*** Text excerpt ***

Tuesday, May 26, 2020

There is a firefly on my ceiling. I can see him blinking on and off from anywhere in the room. I like fireflies. Their magical little  hiney beacons blinking around in the summer sky. On the other hand it's a bug. It's a bug in my house. With his little light hiney blinking. Staccato, without rhythm, complete and total randomness. It's going to drive me completely insane. Extinguish your hiney little bug. Or I'm going to have to squish you with the fly-swatter. The ball's in your court little friend. Oh, and go away. Yeah, you should go away too.

Friday, May 22, 2020

Just a heads up. I will probably be unavailable today until around 3:30. Today, I'm going to be a squirrel. I'm going to hop around in the trees and dig holes in the ground and stand up authoritatively with tail twitching and chatter out messages of squirrel wisdom. I will confer with the rabbits to see if they have any new jokes. Dirty ones preferably. Dirty rabbit jokes are hilarious.

*** End of Text excerpt ***
*** Material supplied ***

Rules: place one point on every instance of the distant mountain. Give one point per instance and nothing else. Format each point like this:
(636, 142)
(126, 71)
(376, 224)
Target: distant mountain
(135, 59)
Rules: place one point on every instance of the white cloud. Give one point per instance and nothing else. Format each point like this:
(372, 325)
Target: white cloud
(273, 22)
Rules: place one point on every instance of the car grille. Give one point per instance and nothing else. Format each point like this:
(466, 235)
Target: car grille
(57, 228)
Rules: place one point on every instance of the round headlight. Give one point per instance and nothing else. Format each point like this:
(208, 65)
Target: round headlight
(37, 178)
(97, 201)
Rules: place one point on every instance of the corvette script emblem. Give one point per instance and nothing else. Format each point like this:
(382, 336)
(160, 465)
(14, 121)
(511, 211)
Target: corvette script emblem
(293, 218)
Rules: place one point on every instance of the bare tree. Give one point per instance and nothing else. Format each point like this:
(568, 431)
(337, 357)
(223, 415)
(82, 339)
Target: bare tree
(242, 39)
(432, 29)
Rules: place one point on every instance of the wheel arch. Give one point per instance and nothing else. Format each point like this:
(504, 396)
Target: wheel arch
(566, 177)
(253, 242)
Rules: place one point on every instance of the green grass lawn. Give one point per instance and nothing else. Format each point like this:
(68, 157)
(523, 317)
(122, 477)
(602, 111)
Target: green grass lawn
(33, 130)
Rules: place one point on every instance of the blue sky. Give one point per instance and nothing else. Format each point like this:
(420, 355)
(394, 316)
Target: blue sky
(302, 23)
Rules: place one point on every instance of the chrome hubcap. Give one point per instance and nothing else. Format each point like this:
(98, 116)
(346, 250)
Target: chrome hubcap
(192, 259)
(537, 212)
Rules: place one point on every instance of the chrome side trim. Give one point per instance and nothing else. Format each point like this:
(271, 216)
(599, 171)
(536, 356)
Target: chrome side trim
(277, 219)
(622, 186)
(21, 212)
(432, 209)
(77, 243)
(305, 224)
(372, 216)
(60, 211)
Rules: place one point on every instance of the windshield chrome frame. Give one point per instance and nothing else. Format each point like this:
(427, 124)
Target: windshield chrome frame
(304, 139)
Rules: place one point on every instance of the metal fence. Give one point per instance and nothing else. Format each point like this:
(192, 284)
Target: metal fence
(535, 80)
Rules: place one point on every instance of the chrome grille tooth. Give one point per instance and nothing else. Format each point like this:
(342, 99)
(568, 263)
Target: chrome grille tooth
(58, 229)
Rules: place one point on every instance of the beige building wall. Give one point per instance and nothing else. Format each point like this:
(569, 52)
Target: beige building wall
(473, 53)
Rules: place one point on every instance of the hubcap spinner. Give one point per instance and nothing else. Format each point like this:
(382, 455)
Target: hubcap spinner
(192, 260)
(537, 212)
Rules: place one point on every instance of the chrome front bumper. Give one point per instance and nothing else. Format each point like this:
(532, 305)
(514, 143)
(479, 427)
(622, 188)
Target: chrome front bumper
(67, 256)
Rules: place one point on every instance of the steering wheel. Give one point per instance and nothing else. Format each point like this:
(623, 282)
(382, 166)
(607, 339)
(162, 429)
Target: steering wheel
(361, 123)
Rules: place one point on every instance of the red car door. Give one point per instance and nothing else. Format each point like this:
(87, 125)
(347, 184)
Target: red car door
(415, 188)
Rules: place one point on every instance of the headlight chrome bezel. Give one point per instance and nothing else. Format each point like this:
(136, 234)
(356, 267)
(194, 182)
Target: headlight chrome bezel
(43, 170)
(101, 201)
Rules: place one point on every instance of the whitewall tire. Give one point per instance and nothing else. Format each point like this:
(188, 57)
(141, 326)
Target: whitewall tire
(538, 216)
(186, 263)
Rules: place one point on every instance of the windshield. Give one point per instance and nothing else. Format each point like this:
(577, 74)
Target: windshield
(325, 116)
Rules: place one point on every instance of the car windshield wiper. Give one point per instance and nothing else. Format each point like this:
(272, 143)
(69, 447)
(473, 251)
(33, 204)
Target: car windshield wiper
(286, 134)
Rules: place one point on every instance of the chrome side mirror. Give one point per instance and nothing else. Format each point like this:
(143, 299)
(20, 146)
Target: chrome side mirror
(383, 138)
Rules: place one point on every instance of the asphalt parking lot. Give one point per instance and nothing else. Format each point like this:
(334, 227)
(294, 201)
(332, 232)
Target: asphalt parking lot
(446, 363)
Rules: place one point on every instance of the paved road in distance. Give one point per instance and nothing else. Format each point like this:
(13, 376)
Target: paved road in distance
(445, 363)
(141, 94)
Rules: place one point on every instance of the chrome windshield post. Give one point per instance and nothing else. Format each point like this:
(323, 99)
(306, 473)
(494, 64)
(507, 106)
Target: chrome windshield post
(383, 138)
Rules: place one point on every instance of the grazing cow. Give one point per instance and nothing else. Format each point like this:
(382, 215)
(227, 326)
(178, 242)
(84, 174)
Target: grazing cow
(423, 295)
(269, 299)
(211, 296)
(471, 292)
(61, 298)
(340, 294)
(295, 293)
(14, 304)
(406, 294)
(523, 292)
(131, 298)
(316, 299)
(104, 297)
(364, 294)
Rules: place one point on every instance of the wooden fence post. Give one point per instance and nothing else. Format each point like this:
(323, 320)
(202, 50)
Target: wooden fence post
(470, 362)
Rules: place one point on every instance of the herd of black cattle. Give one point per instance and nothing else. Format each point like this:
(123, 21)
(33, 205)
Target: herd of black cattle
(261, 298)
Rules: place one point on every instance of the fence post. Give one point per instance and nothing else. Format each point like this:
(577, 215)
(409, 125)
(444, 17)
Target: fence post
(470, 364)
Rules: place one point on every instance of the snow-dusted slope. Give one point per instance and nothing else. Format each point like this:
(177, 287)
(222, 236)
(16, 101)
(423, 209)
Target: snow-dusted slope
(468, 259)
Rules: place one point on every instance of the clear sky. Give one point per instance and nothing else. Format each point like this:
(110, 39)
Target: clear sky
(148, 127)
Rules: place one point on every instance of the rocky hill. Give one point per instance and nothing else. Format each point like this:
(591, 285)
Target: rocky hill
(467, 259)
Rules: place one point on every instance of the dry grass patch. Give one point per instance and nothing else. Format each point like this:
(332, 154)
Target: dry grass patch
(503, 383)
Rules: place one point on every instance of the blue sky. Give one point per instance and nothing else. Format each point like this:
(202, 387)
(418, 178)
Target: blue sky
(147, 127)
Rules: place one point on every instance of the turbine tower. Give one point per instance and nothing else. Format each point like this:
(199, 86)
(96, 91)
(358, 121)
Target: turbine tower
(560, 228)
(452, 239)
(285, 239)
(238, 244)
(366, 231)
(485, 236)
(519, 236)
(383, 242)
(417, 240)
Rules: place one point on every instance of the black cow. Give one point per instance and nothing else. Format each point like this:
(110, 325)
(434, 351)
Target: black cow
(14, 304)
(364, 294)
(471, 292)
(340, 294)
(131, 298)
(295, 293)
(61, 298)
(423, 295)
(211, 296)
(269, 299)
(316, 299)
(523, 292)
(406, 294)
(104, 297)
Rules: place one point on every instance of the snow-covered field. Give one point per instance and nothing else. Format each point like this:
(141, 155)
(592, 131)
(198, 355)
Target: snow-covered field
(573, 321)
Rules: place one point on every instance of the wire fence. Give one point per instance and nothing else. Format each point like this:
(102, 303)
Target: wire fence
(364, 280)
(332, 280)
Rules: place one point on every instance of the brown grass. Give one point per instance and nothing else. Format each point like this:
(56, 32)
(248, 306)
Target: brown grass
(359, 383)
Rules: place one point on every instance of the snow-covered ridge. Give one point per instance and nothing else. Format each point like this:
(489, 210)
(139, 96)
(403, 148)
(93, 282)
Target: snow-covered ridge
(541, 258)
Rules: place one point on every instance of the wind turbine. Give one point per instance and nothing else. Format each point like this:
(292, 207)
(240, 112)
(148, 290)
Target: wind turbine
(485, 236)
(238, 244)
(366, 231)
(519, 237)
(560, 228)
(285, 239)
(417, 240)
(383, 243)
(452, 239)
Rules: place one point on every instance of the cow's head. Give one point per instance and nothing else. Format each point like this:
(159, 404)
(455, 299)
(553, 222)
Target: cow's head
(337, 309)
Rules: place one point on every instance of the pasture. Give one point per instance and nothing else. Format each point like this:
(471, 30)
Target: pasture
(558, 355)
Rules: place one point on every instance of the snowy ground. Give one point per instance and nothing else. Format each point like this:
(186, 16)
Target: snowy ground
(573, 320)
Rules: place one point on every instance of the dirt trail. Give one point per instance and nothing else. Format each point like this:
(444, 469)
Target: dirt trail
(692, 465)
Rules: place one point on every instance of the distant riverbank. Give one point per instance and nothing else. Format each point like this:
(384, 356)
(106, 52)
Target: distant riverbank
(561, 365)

*** End of Material supplied ***

* [Exercise 1]:
Referring to the sentence in the text excerpt that begins "I'm going to hop around," list every action the writer plans to carry out as a squirrel.
* [Exercise 2]:
Echo the text excerpt word for word, starting with "Tuesday, May 26, 2020" and going on through "go away too.".

* [Expected answer 1]:
- Hop around in the trees
- Dig holes in the ground
- Stand up authoritatively with tail twitching
- Chatter out messages of squirrel wisdom

* [Expected answer 2]:
Tuesday, May 26, 2020

There is a firefly on my ceiling. I can see him blinking on and off from anywhere in the room. I like fireflies. Their magical little  hiney beacons blinking around in the summer sky. On the other hand it's a bug. It's a bug in my house. With his little light hiney blinking. Staccato, without rhythm, complete and total randomness. It's going to drive me completely insane. Extinguish your hiney little bug. Or I'm going to have to squish you with the fly-swatter. The ball's in your court little friend. Oh, and go away. Yeah, you should go away too.